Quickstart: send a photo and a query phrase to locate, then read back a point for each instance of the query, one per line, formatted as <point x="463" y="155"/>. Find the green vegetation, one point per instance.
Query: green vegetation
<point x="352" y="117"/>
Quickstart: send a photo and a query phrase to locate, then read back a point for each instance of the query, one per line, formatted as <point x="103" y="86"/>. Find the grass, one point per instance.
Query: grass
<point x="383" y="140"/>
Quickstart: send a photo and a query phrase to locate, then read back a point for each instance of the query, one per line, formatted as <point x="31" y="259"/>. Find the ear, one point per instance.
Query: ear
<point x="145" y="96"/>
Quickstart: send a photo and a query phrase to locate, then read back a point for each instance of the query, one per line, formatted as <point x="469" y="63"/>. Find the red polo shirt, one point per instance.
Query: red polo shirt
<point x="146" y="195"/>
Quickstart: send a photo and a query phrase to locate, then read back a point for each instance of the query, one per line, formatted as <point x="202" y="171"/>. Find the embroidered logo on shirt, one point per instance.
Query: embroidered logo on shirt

----------------------------------------

■ **Stated task**: Using the entries above, please restate each one word for word.

■ **Finished answer**:
Quickstart: send a photo and a query phrase to locate, then read back a point for each instance of the query, one per line, formatted as <point x="463" y="155"/>. Find the green vegetation, one point per instance.
Query: green vegetation
<point x="352" y="117"/>
Quickstart: send a photo and a query phrase to locate, then read back a point for each instance of the query, one per line, formatted as <point x="103" y="86"/>. Find the grass, one point per instance.
Query: grass
<point x="383" y="140"/>
Quickstart: send a photo and a query phrase to locate, then read back a point for each instance of the query, one per line, formatted as <point x="31" y="259"/>. Find the ear, one point per instance.
Query: ear
<point x="145" y="96"/>
Quickstart: send a photo and a query phrase to locate, then read back a point for each instance of the query, one per line, formatted as <point x="469" y="63"/>. Find the red polo shirt, one point per instance.
Query: red polo shirt
<point x="146" y="195"/>
Quickstart: send a photo and a query phrase to locate, then read back a point for each instance of the query, one per line, formatted as <point x="202" y="171"/>. Find the embroidered logo on shirt, one point per instance.
Query: embroidered logo on shirt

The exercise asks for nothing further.